EXTRACT TO READ
——————————

Monday, August 2, 2010

Want to work on XtreemFS?

We have positions for PhD students at the Zuse Institute Berlin (Germany) where you have the opportunity to work on XtreemFS within the CONTRAIL project. You can email ( or call (+49-30-841-85-328) us for more information. Deadline is October 15th.

Here is the official job description:

The Zuse Institute Berlin (ZIB) is a non-university research institute under public law of the state of Berlin. In close interdisciplinary co-operation with the Berlin universities as well as national and international scientific institutions, ZIB conducts research and development in the field of information technology, applied mathematics, and computer science. To support research and development efforts in EU- and BMBF-funded projects, the department Parallel and Distributed Systems invites applications for several PhD Student or PostDoc Positions (f/m) for the duration of two years - Vgr. IIa/Ib BAT/Anwendungs-TV Land Berlin - Application code WA 22/10 As a research assistant you will explore, design, implement and evaluate scalable, fault-tolerant and distributed algorithms and systems for processing large-scale scientific data. We have developed a range of systems including: Scalaris, a structured peer-to-peer storage system; XtreemFS, a distributed and replicated file system, and BabuDB, a replicated key-value store. In co-operation with partners from science and industry we validate, extend, and optimize our solutions in production environments.

——————————

INFORMATION SUPPLIED
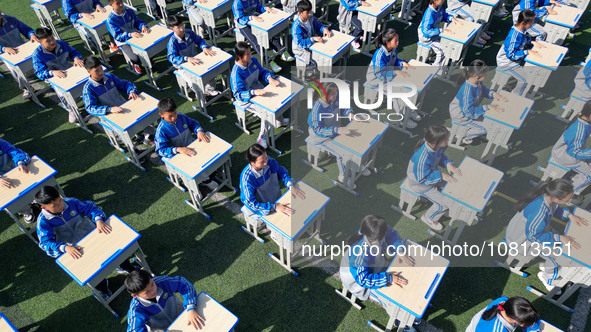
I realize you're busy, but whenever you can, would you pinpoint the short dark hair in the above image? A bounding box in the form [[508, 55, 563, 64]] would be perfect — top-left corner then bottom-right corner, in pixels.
[[158, 97, 176, 114], [35, 186, 60, 205], [123, 269, 152, 295], [296, 0, 312, 13], [84, 55, 101, 70], [166, 15, 183, 28], [35, 28, 53, 40]]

——————————

WHAT TO DO
• A. Please write out the passage of the job posting starting at "We have positions" and ending at "is October 15th.".
• B. Name every system that the job posting says the department has developed.

THE REPLIES
• A.
We have positions for PhD students at the Zuse Institute Berlin (Germany) where you have the opportunity to work on XtreemFS within the CONTRAIL project. You can email ( or call (+49-30-841-85-328) us for more information. Deadline is October 15th.

• B. Scalaris, XtreemFS, BabuDB